___ MATERIAL MOSTRADO

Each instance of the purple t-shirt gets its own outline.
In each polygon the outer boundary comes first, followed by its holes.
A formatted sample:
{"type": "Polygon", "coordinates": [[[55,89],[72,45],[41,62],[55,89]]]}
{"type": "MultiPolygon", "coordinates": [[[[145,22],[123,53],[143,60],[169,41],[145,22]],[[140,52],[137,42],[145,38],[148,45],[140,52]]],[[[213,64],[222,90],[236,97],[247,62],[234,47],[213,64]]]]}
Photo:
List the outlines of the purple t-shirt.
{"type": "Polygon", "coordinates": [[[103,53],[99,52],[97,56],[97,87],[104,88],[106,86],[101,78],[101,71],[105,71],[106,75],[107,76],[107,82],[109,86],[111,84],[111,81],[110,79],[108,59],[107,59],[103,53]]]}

______

Cuenta las líneas del material que contienen la cadena "shirt", distinguiendo entre mayúsculas y minúsculas. Da solo el número.

2